Spiny Frog Quasipaa is a genus of frogs that belongs to a relatively poorly known group. Most of the species distribution has been recorded in China; however, a few incidences of identification have occurred in the eastern part of Indochina. To date, only one species (Quasipaa fasciculispina) of Quasipaa has been recorded from Chanthaburi and Trat Provinces in south-eastern Thailand.

New information

Based on recent fieldwork conducted in northern Thailand, we report a new record of Quasipaa verrucospinosa from Doi Phu Kha National Park, Nan Province at an altitude of 900–1000 m a.s.l. Our study has demonstrated that populations of this species are paraphyletic and has revealed deep genetic differences. Therefore, it is recommended that a comprehensive study be undertaken to clarify the taxonomic and geographic distribution of this species for its suitable protection and conservation.

Keywords

Quasipaa verrucospinosa, new record, 16S rRNA, morphology, Nan Province

Introduction

The family Dicroglossidae is a diverse group of amphibians in Thailand. As a direct result of the increasing amounts of attention and effort being devoted to herpetological research studies, the species diversity of this family in Thailand has remarkably increased from 31 species in the year 2011, to 38 species at present (Chuaynkern and Chuaynkern 2012, Poyarkov et al. 2021, Suwannapoom et al. 2021). Most species of frogs of the genus Quasipaa are endemic to China, but a few of them have been reported in the eastern part of the Indochinese Peninsula (Vietnam, Laos, Cambodia and Thailand). To date, official records are comprised of 12 recognised species of this genus, of which only one species, namely Q. fasciculispina, was reported from south-eastern Thailand (Frost 2021). The Granular Spiny Frog Quasipaa verrucospinosa (considered to be at the ‘Near Threatened’ level on the IUCN Red List) was first described by René Bourret in 1937 and was collected from Chapa and Fansipan (now Sa Pa) in Lao Cai Province and Tam Dao National Park in Vinh Phuc Province, northern Vietnam. Currently, the distribution of this species ranges from northern and central Vietnam; southern China; and northwest Laos (Nguyen et al. 2020, Frost 2021).

§ **Dataset content**:
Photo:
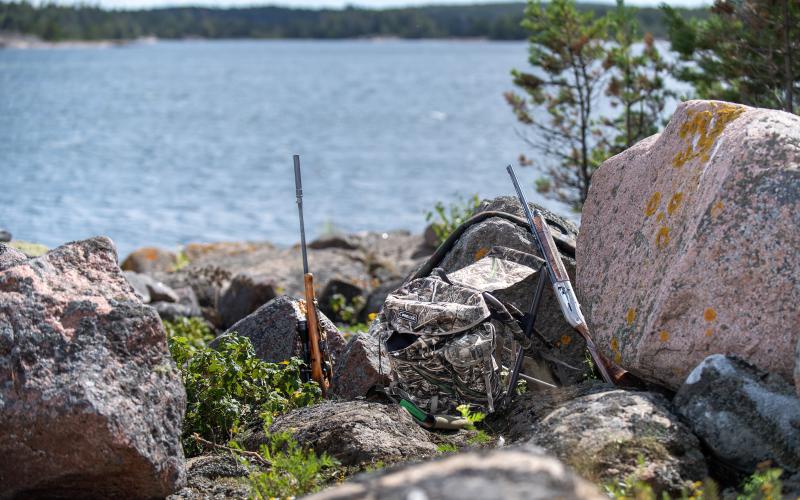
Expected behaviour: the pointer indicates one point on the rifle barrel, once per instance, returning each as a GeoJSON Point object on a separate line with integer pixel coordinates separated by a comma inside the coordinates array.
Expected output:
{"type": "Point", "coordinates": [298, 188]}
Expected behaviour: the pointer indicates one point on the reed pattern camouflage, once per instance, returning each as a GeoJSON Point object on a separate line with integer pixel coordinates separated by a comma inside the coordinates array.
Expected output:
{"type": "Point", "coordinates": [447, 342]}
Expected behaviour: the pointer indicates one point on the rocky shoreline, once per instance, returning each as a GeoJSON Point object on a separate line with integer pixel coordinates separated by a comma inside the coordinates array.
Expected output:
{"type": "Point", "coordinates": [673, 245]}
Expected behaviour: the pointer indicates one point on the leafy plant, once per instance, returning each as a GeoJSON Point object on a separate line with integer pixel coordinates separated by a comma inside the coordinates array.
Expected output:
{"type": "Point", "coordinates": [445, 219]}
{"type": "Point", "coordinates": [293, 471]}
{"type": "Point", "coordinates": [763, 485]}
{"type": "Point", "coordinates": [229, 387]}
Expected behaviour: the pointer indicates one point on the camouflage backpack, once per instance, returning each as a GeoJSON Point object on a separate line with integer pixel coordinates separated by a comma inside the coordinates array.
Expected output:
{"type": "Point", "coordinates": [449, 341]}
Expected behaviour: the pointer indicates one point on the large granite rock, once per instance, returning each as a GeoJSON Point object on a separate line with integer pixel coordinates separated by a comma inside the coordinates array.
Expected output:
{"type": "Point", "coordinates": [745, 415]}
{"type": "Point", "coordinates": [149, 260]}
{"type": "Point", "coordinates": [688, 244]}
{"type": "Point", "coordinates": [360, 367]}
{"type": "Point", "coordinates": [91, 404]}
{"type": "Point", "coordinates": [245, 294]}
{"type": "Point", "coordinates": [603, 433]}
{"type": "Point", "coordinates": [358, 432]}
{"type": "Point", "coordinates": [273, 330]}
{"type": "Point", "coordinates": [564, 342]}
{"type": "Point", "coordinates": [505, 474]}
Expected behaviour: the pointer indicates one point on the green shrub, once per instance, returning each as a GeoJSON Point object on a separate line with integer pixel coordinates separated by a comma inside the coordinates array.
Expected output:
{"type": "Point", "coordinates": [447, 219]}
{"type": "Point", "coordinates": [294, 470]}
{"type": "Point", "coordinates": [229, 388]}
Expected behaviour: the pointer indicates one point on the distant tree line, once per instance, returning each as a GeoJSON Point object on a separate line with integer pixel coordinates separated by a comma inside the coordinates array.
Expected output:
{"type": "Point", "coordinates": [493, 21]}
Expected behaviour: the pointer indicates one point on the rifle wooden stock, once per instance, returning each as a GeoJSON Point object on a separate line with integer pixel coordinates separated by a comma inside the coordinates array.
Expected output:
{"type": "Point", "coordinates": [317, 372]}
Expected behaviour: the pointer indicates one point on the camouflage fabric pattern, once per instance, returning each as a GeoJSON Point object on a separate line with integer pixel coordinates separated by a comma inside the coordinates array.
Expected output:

§ **Work request 1**: Repeat word for word the section of the spiny frog text that opens with "Based on recent" and closes with "protection and conservation.".
§ **Work request 2**: Pick up the text on Quasipaa frogs after its last sentence and continue it.

§ **Response 1**:
Based on recent fieldwork conducted in northern Thailand, we report a new record of Quasipaa verrucospinosa from Doi Phu Kha National Park, Nan Province at an altitude of 900–1000 m a.s.l. Our study has demonstrated that populations of this species are paraphyletic and has revealed deep genetic differences. Therefore, it is recommended that a comprehensive study be undertaken to clarify the taxonomic and geographic distribution of this species for its suitable protection and conservation.

§ **Response 2**:
Recent field surveys, conducted in northern Thailand from 2018 to 2019, revealed a Quasipaa species. Morphological and molecular examination indicates that this is closely related to Q. verrucospinosa which we report here as a new record to Thailand. Herein, we have reported new records of Quasipaa verrucospinosa from Nan Province. In addition, due to incidences of high morphological similarities and a lack of significant research efforts, the taxonomic status of this species remains unclear and overlooked. Based on the results of our molecular analysis, we have determined that there are genetic differences amongst populations of this species. This evidence suggests that this genus contains a number of cryptic species. Consequently, more in-depth research on this genus will be needed in the future.

Materials and methods

Sampling

Field surveys were conducted from October, 2018 to December, 2019 in Doi Phu Kha National Park, Nan Province, Thailand (Fig. 1). A total of 10 specimens were collected and photographed before being euthanised using a 20% solution of benzocaine. The specimens were then fixed and stored in 80% ethanol. Tissue samples were taken for the purpose of genetic analysis prior to preservation of the specimens. The samples were stored in 95% ethanol. Specimens and tissues were subsequently deposited with the herpetological collection of the School of Agriculture and Natural Resources, University of Phayao (AUP), Phayao, Thailand.

Figure 1.  

Map showing distribution of species Quasipaa verrucospinosa complex. (Red colour: type locality). Localites. Q. verrucospinosa sensu stricto; (1) Sapa, Lao Cai, Vietnam; (2) Pu Mat NP., Con Cuong, Nghe An, Vietnam; (3) Phongsaly, Laos; (4) Mengsong, Jinghong, Yunnan, China; (5) Doi Phu Kha National Park, Nan Province, Thailand; Q. cf. verrucospinosa 1; (6) Tam Dao NP., Vinh Phuc, Vietnam; (7) Thai Nguyen, Vietnam; Q. cf. verrucospinosa 2; (8) Kaleum, Xekong, Laos; Q. cf. verrucospinosa 3; (9) Ngoc Linh Mt., Kon Tum, Vietnam.

Morphological characteristics

Measurements were taken with a digital caliper to the nearest 0.1 mm. Abbreviations are as follows Matsui (1984): Snout-vent length (SVL); Head length (HL); Snout-length (SL); Eye length (EL); Nostril-eyelid length (N-EL); Head width (HW); Internarial distance (IND); Interorbital distance (IOD); Upper eyelid width (UEW); Forelimbs length (FLL); Lower arm length (LAL); Hand length (HAL); First finger length (1FL), Inner palmar tubercle length (IPTL); Outer palmar tubercle length (OPTL); Third finger disc diameter (3FDD); Hindlimb length (HLL); Tibia length (TL); Foot length (FL) Inner metatarsal tubercle length (IMTL); (1TOEL); fourth toe disc diameter (4TDD); third finger disc diameter (3FDD); Outer metatarsal tubercle length (OMTL). Sex was determined by the presence of nuptial pads and gonadal inspection. Other abbreviations: Mt.: Mountain; NR.: Nature reserve; NP.: National Park; a.s.l.: above sea level.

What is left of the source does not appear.